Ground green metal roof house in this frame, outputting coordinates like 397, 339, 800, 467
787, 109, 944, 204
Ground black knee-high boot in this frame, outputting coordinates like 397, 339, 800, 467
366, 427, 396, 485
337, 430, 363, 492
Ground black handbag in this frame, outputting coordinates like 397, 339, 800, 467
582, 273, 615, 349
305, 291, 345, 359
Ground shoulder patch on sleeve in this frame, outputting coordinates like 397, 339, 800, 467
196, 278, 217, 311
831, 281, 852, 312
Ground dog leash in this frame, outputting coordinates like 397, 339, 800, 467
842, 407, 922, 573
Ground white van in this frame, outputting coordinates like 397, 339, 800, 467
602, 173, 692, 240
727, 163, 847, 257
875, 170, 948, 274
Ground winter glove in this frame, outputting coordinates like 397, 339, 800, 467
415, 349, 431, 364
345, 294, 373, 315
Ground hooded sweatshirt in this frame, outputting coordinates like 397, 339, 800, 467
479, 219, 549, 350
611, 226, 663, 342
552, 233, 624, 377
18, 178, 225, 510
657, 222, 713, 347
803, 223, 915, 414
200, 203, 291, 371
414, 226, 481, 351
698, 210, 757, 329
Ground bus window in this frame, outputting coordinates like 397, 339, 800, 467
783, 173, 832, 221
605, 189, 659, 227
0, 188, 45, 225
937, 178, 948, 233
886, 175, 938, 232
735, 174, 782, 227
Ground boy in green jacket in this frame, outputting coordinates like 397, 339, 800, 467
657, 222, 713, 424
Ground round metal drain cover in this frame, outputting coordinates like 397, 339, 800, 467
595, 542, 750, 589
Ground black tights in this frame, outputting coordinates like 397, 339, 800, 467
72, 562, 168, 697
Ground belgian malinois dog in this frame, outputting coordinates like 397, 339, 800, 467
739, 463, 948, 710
━━━━━━━━━━━━━━━━━━━━━━━━━━━━━━
ACTIVITY:
Copy out every record above exactly as written.

ANSWER TO THIS PROBLEM:
Ground green metal roof house in this frame, outputting coordinates like 397, 339, 800, 467
787, 109, 944, 204
Ground black knee-high boot in this frame, outputting coordinates like 397, 339, 800, 467
366, 427, 396, 485
337, 430, 363, 492
Ground black handbag in this frame, outputting coordinates like 397, 339, 800, 467
582, 273, 615, 349
305, 291, 345, 359
Ground shoulder patch on sleeve in this frame, outputting coordinates like 397, 339, 800, 467
196, 278, 217, 311
831, 281, 852, 312
Ground dog leash in this frame, outputting coordinates like 397, 339, 800, 467
842, 407, 922, 573
Ground white van in this frame, outputting coordinates like 397, 339, 800, 467
602, 173, 692, 240
727, 163, 847, 257
875, 170, 948, 274
Ground winter glove in this frame, outputting coordinates like 397, 339, 800, 467
415, 349, 431, 364
345, 294, 373, 315
Ground hooded sweatshirt in this frame, outputting coordinates like 397, 339, 800, 467
479, 219, 549, 350
611, 226, 663, 342
552, 233, 624, 377
18, 178, 225, 510
657, 222, 713, 347
803, 223, 915, 414
200, 203, 291, 371
414, 226, 481, 351
698, 210, 757, 329
Ground bus window in this frame, outputting coordinates like 397, 339, 800, 467
783, 173, 832, 221
605, 189, 659, 227
0, 188, 45, 225
937, 178, 948, 233
886, 175, 938, 232
735, 174, 782, 227
Ground boy in green jacket in this frame, outputting coordinates like 397, 339, 800, 467
657, 222, 713, 424
Ground round metal drain cover in this frame, outputting coordinates like 397, 339, 800, 467
595, 542, 750, 589
Ground black tights in this frame, outputting coordinates like 397, 339, 800, 467
72, 562, 168, 697
Ground belgian malinois dog in this frame, outputting coordinates like 397, 339, 800, 467
739, 463, 948, 710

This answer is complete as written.